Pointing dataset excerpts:
========================================

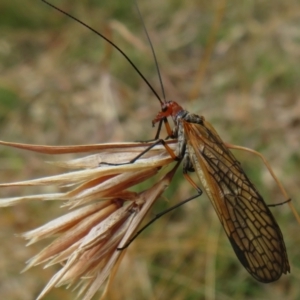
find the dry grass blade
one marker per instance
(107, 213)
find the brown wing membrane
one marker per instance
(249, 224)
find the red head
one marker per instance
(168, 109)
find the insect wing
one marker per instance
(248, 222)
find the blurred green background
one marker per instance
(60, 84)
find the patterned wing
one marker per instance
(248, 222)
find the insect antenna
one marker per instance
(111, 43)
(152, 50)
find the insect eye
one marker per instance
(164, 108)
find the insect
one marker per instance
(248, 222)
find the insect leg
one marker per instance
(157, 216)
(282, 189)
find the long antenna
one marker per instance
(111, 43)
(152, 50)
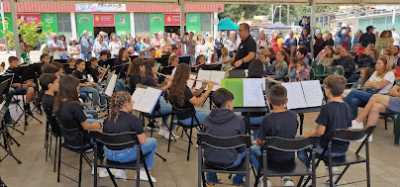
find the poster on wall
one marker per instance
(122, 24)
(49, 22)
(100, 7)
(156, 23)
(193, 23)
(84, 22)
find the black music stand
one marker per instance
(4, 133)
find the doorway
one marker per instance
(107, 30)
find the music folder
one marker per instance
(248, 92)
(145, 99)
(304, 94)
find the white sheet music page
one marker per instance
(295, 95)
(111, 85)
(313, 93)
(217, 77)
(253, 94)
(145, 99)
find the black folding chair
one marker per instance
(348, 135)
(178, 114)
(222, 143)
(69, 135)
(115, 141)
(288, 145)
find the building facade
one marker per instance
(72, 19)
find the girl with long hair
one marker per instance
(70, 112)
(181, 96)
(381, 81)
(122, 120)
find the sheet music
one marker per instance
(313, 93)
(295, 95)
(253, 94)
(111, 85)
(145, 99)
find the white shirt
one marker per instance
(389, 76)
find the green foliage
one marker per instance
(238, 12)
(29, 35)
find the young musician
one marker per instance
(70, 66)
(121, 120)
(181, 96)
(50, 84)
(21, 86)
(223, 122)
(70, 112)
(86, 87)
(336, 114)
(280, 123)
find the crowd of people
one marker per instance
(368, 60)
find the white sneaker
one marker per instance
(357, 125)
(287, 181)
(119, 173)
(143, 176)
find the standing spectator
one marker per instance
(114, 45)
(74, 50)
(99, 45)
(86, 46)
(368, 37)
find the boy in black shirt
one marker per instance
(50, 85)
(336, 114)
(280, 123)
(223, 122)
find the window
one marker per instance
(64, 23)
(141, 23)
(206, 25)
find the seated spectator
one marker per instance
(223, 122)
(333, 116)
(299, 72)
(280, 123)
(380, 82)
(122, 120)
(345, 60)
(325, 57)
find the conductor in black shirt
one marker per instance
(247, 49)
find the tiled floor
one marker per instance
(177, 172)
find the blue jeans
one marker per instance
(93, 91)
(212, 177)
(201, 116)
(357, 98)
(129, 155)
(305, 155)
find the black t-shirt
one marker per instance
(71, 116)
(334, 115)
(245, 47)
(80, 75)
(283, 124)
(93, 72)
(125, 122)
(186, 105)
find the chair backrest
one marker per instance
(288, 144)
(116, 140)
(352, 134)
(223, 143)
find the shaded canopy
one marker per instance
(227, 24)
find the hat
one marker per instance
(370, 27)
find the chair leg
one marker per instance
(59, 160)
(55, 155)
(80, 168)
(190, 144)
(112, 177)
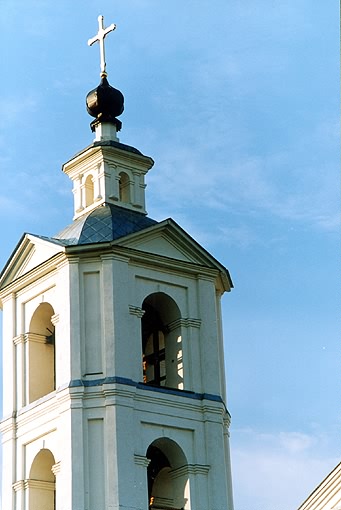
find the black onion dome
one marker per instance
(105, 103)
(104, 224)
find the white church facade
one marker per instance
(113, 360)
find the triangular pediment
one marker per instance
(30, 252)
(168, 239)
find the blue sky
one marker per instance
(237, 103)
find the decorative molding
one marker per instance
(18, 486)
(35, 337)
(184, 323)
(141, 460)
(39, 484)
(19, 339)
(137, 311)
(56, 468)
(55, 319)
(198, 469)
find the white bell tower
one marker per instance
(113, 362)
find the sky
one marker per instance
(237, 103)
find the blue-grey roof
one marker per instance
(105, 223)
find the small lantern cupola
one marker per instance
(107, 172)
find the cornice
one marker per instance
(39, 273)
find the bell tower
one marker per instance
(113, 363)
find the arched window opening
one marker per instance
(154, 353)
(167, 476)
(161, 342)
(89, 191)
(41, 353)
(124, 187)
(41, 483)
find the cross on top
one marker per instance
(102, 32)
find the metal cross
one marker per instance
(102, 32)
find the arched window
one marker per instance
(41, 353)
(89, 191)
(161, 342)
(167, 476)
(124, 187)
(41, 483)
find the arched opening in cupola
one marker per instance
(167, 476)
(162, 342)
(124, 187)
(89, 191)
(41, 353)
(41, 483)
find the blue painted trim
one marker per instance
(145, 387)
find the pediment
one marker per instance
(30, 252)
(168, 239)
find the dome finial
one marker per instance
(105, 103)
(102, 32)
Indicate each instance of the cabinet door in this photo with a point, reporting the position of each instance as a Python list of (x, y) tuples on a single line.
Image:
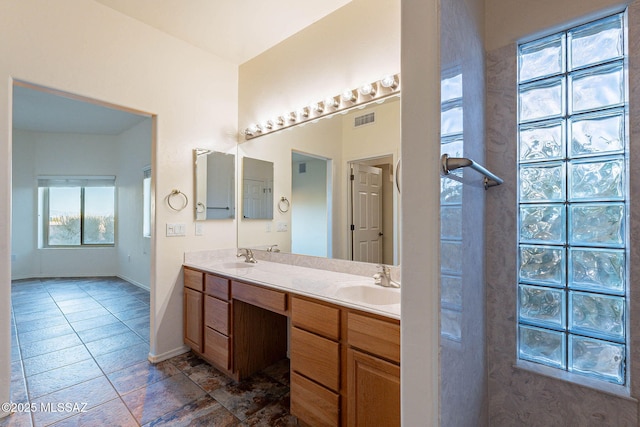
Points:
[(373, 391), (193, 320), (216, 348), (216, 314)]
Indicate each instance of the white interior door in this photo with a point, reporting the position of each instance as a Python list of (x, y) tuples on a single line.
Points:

========================================

Every line above should be returned exactly; the pictures stay out.

find the dry grass blade
one marker per instance
(107, 213)
find the brown wing membrane
one marker per instance
(249, 224)
find the red head
one marker per instance
(168, 109)
find the insect wing
one marker per instance
(248, 222)
find the blurred green background
one marker per instance
(60, 84)
find the patterned wing
one marker per instance
(248, 222)
find the insect antenna
one marker per instance
(111, 43)
(152, 50)
find the insect eye
one marker per instance
(164, 108)
find the insect
one marker per instance
(248, 222)
find the insect leg
one marker per instance
(157, 216)
(282, 189)
find the long antenna
one marker per instance
(111, 43)
(152, 50)
find the poster on wall
one marker per instance
(122, 24)
(49, 22)
(100, 7)
(156, 23)
(193, 23)
(84, 22)
find the black music stand
one marker per instance
(4, 133)
find the doorway
one marker per instance
(107, 30)
find the music folder
one marker per instance
(248, 92)
(145, 99)
(304, 94)
find the white sheet music page
one marker per instance
(295, 95)
(111, 85)
(313, 93)
(217, 77)
(253, 94)
(145, 99)
find the black folding chair
one marker per instance
(348, 135)
(178, 114)
(222, 143)
(69, 135)
(115, 141)
(288, 145)
find the building facade
one marker per instance
(72, 19)
find the girl with long hair
one marker per instance
(70, 112)
(181, 96)
(381, 81)
(122, 120)
find the sheet music
one marker per instance
(313, 93)
(295, 95)
(253, 94)
(111, 85)
(145, 99)
find the white shirt
one marker per instance
(389, 76)
find the green foliage
one marker per instance
(238, 12)
(29, 35)
find the young musician
one marker per instance
(70, 66)
(121, 120)
(181, 96)
(50, 84)
(21, 86)
(223, 122)
(70, 112)
(86, 87)
(336, 114)
(280, 123)
find the crowd of people
one marker per instance
(368, 60)
find the white sneaker
one marker per instance
(357, 125)
(287, 181)
(119, 173)
(143, 176)
find the standing spectator
one marker per instance
(114, 45)
(74, 50)
(99, 45)
(86, 46)
(368, 37)
find the boy in black shirt
one marker per instance
(50, 85)
(336, 114)
(280, 123)
(223, 122)
find the window
one marker per instance
(64, 23)
(141, 23)
(206, 25)
find the seated spectator
one marker per instance
(223, 122)
(333, 116)
(299, 72)
(280, 123)
(380, 82)
(122, 120)
(345, 60)
(325, 57)
find the conductor in black shirt
one marker per instance
(247, 49)
find the tiled floor
one marker per instance
(177, 172)
find the blue jeans
one marker per instance
(93, 91)
(212, 177)
(201, 116)
(357, 98)
(129, 155)
(305, 155)
find the black t-shirt
one marker per instance
(71, 116)
(334, 115)
(245, 47)
(80, 75)
(283, 124)
(93, 72)
(125, 122)
(186, 105)
find the chair backrest
one marker per instance
(288, 144)
(116, 140)
(352, 134)
(223, 143)
find the shaded canopy
one marker per instance
(227, 24)
find the hat
one marker per instance
(370, 27)
find the chair leg
one marker per instance
(59, 160)
(55, 155)
(80, 168)
(190, 144)
(112, 177)
find the black onion dome
one marker per instance
(105, 103)
(104, 224)
find the white church facade
one marker per instance
(113, 360)
find the triangular pediment
one marker per instance
(30, 252)
(168, 239)
find the blue sky
one marker per instance
(237, 103)
find the decorative molding
one marker per instance
(18, 486)
(35, 337)
(184, 323)
(141, 460)
(39, 484)
(19, 339)
(137, 311)
(56, 468)
(55, 319)
(198, 469)
find the white bell tower
one marker per instance
(113, 362)
find the sky
one marker per instance
(237, 103)
find the blue-grey roof
one marker per instance
(105, 223)
find the small lantern cupola
one marker per instance
(107, 172)
find the cornice
one marker per instance
(39, 273)
find the bell tower
one marker per instance
(113, 363)
find the arched window opening
one marker per instance
(154, 353)
(167, 476)
(161, 342)
(89, 191)
(41, 353)
(124, 187)
(41, 483)
find the cross on top
one marker per instance
(102, 32)
find the metal cross
one marker per instance
(102, 32)
find the arched window
one marker per instance
(41, 353)
(89, 191)
(161, 342)
(167, 476)
(124, 187)
(41, 483)
find the arched opening in cupola
one marker per instance
(167, 476)
(162, 342)
(124, 187)
(89, 191)
(41, 353)
(41, 483)
find the blue painted trim
one marker per instance
(145, 387)
find the pediment
one marker per instance
(30, 252)
(168, 239)
find the dome finial
one marker per instance
(105, 103)
(102, 32)
Indicate each instance of the cabinet door in this photo with a point, reporting the position of each instance as a Python list of (x, y) tuples on a single line.
Image:
Points:
[(373, 391), (193, 320), (216, 348), (216, 314)]
Indicate each instance of the white interior door in this photo with a point, reporting the position of each instance as a Python list of (x, y) tuples on a single line.
Points:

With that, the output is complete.